Some context may be obtained by visiting http://skyvector.com/ and choosing the New York Terminal Area Chart (currently the default on the site). Most of the airspace around New York City is Class B, the most protected airspace in the U.S. In Class B airspace every aircraft must be talking to air traffic control, identified on radar, and positively separated from other aircraft. This is how we fly our sightseeing tours over downtown Boston, which falls within Logan Airport’s Class B. Due to the historically large numbers of sightseeing airplanes and helicopters zipping up and down the Hudson River, the FAA decades ago carved out a “VFR corridor” to allow aircraft flying over the river at or below 1100′ above sea level to fly without talking to a controller. In fact, an airplane could fly through the corridor without being equipped with a radio.

The FAA does not explain how pilots should use the corridor. Common sense and convention suggests the following:

  • keep to the right
  • fly low (700′ or below) if you’re a helicopter and not subject to the “at least 500′ above any vessel, person, or structure” rule
  • fly high-ish (900′ to 1100′) if you’re an airplane
  • tune your radio to the published common traffic advisory frequency (CTAF) and periodically broadcast position reports

Teterboro Airport is more or less abeam mid-town Manhattan. An airplane departing Teterboro could enter the corridor almost anywhere. Whenever I have done it, however, it has made sense to me to first head north over the land and still within Teterboro’s controlled airspace. I enter the corridor at the George Washington Bridge. The tour helicopters generally don’t come that far north. I switch to CTAF and say “Hudson River Traffic, Cirrus  Seven Whiskey Tango at the George Washington Bridge southbound 900”. The next call is abeam Central Park. Even at 110 knots I have a couple of minutes in which to let the downtown mob know that I’m coming and to listen for airplanes and helicopters farther downtown.

*Data excerpt*:
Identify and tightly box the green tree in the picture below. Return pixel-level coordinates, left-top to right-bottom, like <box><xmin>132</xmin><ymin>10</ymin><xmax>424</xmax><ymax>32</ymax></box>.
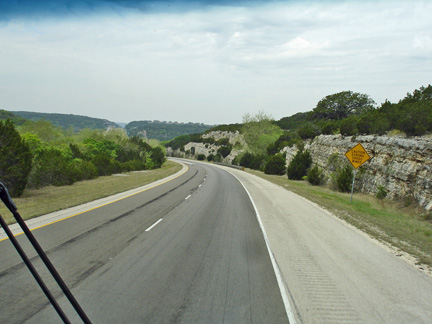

*Task to complete*: Rewrite the Hudson River text between "Teterboro Airport is" and "helicopters farther downtown.", inclusive, changing every "corridor" to "river corridor".

*Solution to this task*:
Teterboro Airport is more or less abeam mid-town Manhattan. An airplane departing Teterboro could enter the river corridor almost anywhere. Whenever I have done it, however, it has made sense to me to first head north over the land and still within Teterboro’s controlled airspace. I enter the river corridor at the George Washington Bridge. The tour helicopters generally don’t come that far north. I switch to CTAF and say “Hudson River Traffic, Cirrus  Seven Whiskey Tango at the George Washington Bridge southbound 900”. The next call is abeam Central Park. Even at 110 knots I have a couple of minutes in which to let the downtown mob know that I’m coming and to listen for airplanes and helicopters farther downtown.